◆ **Things to do**
[A] Can you repeat, word for word, the part of the tentative ruling that opens with the words containing "In opposition, Plaintiff" and closes with "jurisdiction."?
[B] Would you go on with the tentative ruling, picking up right after its last sentence?

Judge: Michael Shultz, Case: 23STCV12682, Date: 2025-02-04 Tentative Ruling
Case Number: 23STCV12682 Hearing Date: February 4, 2025 Dept: 40
23STCV12682
Paul Auchterlonie v. Altior Healthcare, LLC, et al.
Tuesday,
February 4, 2025
[TENTATIVE]
ORDER
I.
BACKGROUND
This
action arises from Plaintiff’s report of suspected illegal, unsafe, fraudulent
and substandard conditions and services at health facilities owned, managed
and/or operated by Defendants. Plaintiff alleges claims for statutory
violations of the Health and Safety and Labor Code, wrongful termination in
violation of public policy, tortious interference with economic advantage and
with contractual relations.
II.
ARGUMENTS
Specially
appearing Defendant, Pine Tree Equity Partners, LLC (the “LLC”), seeks an order
quashing service of summons and complaint on grounds the entity does not exist,
having been dissolved in 2015, and even if it did exist, the court lacks
personal jurisdiction over it because the LLC lacked minimum contacts with
California.
In opposition, Plaintiff argues that the
LLC was an active entity at least through November 2023. The LLC has an agency
relationship with its subsidiary co-defendants, exercised pervasive control
over these entities, and therefore, the court has jurisdiction over the LLC. If
the court disagrees, Plaintiff requests leave to conduct jurisdictional
discovery to develop the facts necessary to establish personal
jurisdiction.

[Dataset entries]
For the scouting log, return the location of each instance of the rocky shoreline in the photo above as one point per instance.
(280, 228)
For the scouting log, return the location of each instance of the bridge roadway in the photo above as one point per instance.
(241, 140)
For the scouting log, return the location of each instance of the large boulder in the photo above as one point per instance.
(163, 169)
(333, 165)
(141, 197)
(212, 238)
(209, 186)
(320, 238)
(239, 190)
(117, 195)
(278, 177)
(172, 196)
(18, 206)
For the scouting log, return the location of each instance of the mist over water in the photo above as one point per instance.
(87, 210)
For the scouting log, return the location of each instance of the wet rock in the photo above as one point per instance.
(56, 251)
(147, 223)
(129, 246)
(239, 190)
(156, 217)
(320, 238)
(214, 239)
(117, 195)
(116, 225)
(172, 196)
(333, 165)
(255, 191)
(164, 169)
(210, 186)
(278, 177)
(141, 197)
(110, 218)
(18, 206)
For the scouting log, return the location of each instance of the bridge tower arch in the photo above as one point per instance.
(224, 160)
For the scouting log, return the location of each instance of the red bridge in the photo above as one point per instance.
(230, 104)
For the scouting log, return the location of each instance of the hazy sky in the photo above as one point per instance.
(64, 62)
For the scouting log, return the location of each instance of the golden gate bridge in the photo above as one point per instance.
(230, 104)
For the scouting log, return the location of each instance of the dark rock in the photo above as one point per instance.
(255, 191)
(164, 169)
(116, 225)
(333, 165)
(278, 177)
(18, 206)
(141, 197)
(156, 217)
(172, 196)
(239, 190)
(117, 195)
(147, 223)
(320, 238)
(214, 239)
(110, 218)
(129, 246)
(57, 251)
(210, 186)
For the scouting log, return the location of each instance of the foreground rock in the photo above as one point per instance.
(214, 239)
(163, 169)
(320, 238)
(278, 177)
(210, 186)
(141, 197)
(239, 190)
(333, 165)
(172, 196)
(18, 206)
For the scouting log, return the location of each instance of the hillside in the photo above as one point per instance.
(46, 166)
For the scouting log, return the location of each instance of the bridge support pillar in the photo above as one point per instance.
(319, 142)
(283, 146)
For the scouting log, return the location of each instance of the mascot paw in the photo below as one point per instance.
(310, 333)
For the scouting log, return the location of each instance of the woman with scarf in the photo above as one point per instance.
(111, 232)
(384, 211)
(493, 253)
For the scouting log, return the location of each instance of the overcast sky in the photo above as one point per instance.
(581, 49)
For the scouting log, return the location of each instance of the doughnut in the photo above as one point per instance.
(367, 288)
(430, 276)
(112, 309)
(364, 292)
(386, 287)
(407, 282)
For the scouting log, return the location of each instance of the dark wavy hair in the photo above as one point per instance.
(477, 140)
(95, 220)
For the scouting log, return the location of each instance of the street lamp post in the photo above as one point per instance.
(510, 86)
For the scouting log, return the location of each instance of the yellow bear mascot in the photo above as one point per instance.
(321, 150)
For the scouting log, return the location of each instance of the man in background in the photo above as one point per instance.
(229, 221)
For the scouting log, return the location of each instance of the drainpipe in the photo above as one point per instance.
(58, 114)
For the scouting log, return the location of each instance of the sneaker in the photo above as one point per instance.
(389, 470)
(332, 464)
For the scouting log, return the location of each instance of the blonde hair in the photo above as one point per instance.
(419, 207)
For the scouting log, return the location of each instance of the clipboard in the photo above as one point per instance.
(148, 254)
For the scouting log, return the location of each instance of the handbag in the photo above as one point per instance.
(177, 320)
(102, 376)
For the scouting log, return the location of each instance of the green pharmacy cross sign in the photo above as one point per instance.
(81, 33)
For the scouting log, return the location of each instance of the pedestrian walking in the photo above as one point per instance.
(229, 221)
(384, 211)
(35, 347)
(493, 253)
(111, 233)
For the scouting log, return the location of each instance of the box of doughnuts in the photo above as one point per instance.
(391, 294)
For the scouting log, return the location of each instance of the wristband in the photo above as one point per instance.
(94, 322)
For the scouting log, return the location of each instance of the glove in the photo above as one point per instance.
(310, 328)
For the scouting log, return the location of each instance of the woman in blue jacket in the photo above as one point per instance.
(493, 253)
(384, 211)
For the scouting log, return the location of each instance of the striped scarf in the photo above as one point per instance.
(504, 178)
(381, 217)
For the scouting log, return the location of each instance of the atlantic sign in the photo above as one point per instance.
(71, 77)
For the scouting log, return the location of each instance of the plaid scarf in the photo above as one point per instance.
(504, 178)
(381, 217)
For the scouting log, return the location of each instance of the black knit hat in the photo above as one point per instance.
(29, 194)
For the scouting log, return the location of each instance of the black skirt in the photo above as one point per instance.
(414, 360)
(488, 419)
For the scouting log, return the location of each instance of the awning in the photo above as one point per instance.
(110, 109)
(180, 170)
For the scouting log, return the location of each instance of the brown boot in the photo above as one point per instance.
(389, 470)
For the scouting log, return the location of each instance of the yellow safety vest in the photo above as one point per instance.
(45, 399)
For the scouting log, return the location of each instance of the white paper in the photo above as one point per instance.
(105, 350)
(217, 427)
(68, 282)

◆ **Responses**
[A]
In opposition, Plaintiff argues that the
LLC was an active entity at least through November 2023. The LLC has an agency
relationship with its subsidiary co-defendants, exercised pervasive control
over these entities, and therefore, the court has jurisdiction over the LLC. If
the court disagrees, Plaintiff requests leave to conduct jurisdictional
discovery to develop the facts necessary to establish personal
jurisdiction.

[B]
In
reply, the LLC argues that Plaintiff is relying on an inadvertent and
inaccurate use of Pine Tree’s name that has since been corrected. Any claims against
the LLC was required to be commenced within three years of dissolution. It is
not subject to service of process, and it is not subject to judgment because it
doesn’t exist. No agency relationship exists between the LLC and other co-defendants
sufficient to support the court’s general jurisdiction over the LLC, who does
not have minimum contacts with California.
III.
LEGAL STANDARDS
The LLC can move to quash service of summons
based on the court’s lack of jurisdiction over them. (Code Civ. Proc., § 418.10, subd. (a)(1).) Plaintiff bears the burden
of proving by a preponderance of evidence that "all necessary
jurisdictional criteria are met." (Ziller Electronics Lab GmbH v. Superior
Court (1988) 206 Cal.App.3d
1222, 1233; Dill v. Berquist Construction Co. (1994) 24 Cal.App.4th 1426, 1439-1440.) " This burden must be met by
competent evidence in affidavits and authenticated documentary evidence."
(Ziller
at 1233.)
California recognizes two ways in which
the constitutional “minimum contacts” requirement may be satisfied. General
jurisdiction exists where the nonresident defendant's contacts with the forum
state are so “extensive or wide-ranging” (Buckeye Boiler Co. v. Superior
Court (1969) 71 Cal.2d 893, 898-899 [80 Cal.Rptr.113, 458 P.2d 457]) as to
justify jurisdiction even for purposes unrelated to the defendant's contacts. (Safe-Lab,
Inc. v. Weinberger (1987) 193
Cal.App.3d 1050, 1053.”
Alternatively, specific jurisdiction is conferred where the plaintiff
establishes that the non-resident defendant has purposefully availed itself of
forum benefits by directing its activities at forum residents thus invoking the
benefits and protections of local law. (Hanson
v. Denckla (1958) 357 U.S. 235,
253.)
The “purposeful availment” requirement is
satisfied “where the forum-related contacts proximately result from actions by
the Defendant himself that created a ‘substantial connection’ with the forum state,
and the controversy is related to or ‘arises out of a defendant's contacts with
the forum.’” (Burger
King Corp. v. Rudzewicz (1985) 471
U.S. 462, 475.)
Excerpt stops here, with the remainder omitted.